* [What this task involves] Reproduce the data beginning at the line that contains "Is there any green plastic" and stopping after the line that contains "[0,0,196,924]", substituting "indicate" for every "mark" and leaving all else unchanged.

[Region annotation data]
⁂

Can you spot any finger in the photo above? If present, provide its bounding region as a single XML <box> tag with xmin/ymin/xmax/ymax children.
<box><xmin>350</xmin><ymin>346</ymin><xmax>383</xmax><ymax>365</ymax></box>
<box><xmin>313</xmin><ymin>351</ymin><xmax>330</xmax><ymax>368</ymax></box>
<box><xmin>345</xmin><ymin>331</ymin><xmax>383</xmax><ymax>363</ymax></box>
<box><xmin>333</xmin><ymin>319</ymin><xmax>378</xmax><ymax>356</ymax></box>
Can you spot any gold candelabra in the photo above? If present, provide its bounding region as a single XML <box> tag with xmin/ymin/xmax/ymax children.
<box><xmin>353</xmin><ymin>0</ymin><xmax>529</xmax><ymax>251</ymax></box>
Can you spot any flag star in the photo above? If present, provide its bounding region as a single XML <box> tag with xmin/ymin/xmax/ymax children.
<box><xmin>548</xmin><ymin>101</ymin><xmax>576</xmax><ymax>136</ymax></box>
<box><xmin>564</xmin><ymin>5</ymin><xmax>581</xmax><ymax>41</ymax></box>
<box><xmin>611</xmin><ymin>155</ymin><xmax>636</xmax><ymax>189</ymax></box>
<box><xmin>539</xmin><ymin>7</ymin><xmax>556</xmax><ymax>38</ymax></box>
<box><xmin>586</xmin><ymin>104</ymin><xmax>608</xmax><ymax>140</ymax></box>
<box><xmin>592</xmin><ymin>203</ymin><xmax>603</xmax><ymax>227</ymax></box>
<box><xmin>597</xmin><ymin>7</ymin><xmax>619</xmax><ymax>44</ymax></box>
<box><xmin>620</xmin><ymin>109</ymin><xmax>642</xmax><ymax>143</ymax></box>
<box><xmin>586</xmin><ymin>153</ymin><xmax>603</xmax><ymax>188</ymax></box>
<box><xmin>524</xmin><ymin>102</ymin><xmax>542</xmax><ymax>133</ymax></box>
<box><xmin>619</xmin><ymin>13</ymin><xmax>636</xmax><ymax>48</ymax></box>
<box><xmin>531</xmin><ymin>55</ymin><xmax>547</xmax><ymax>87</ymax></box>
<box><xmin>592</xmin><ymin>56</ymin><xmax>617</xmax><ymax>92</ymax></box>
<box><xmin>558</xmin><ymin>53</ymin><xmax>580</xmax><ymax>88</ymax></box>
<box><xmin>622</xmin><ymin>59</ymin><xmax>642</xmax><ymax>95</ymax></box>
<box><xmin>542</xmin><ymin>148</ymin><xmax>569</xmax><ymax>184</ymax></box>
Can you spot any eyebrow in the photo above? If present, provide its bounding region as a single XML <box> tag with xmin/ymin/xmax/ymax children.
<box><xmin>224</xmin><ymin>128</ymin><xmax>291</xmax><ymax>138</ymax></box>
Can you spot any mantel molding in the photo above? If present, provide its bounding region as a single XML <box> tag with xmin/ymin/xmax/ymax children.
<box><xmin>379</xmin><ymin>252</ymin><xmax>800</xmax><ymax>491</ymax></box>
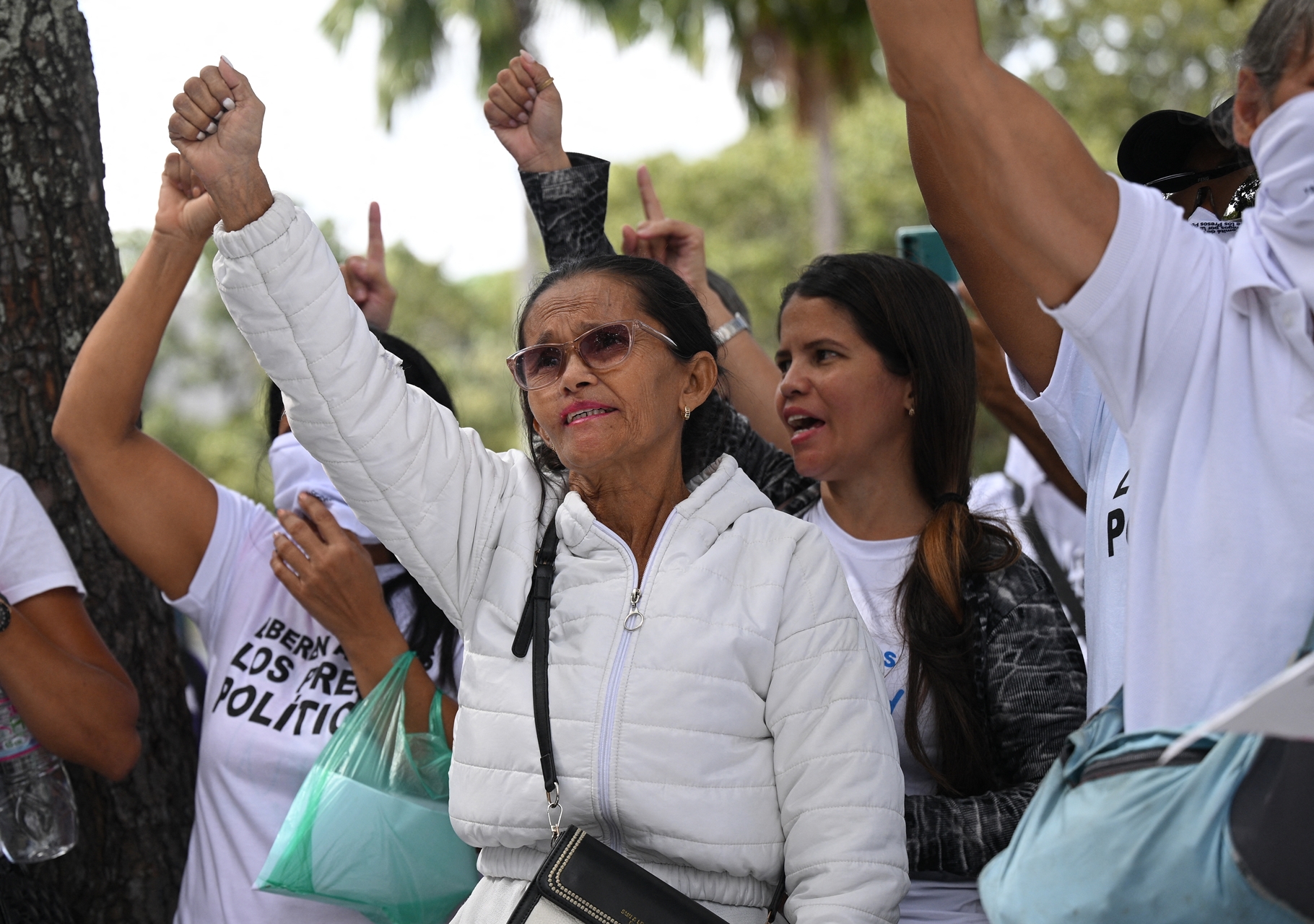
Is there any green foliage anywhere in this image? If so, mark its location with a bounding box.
[607,88,926,334]
[580,0,876,123]
[607,87,1008,472]
[126,222,523,506]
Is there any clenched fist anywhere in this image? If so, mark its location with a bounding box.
[168,58,274,231]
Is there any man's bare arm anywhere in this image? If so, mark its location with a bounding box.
[867,0,1118,305]
[908,109,1063,393]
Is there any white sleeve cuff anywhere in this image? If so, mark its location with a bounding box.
[214,192,297,261]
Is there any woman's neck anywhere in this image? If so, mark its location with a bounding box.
[822,463,931,541]
[569,458,689,580]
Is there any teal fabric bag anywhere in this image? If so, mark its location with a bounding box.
[255,652,479,924]
[978,627,1314,924]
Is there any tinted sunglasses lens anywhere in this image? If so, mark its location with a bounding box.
[580,325,630,370]
[515,347,561,389]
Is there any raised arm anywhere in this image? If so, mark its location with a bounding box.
[908,106,1063,392]
[170,62,543,627]
[54,154,218,599]
[867,0,1118,308]
[622,167,791,452]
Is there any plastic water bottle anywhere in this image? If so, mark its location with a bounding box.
[0,690,77,863]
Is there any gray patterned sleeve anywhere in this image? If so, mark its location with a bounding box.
[904,556,1085,878]
[521,154,617,268]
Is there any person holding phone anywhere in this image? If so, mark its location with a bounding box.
[485,55,1085,924]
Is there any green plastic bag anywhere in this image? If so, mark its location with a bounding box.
[255,652,479,924]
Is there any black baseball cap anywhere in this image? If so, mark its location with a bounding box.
[1118,96,1251,186]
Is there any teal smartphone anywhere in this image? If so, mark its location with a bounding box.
[896,225,960,287]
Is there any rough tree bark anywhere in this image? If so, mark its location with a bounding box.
[0,0,196,924]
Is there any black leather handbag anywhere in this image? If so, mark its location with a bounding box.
[508,522,785,924]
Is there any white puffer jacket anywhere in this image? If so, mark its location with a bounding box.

⁂

* [Response below]
Is there any green plastic bag anywhere in this image? If so, indicate its location with a bounding box.
[255,652,479,924]
Is there any black baseball cap anywhere in this image? If so, indicate its location with a bounding box.
[1118,96,1251,186]
Is there any teal smartphone anywhere in this image? If so, indicate its location with a bounding box.
[896,225,960,287]
Is there any rough tree bark anywhere in this image? If so, indicate its location with a bounding box.
[0,0,196,924]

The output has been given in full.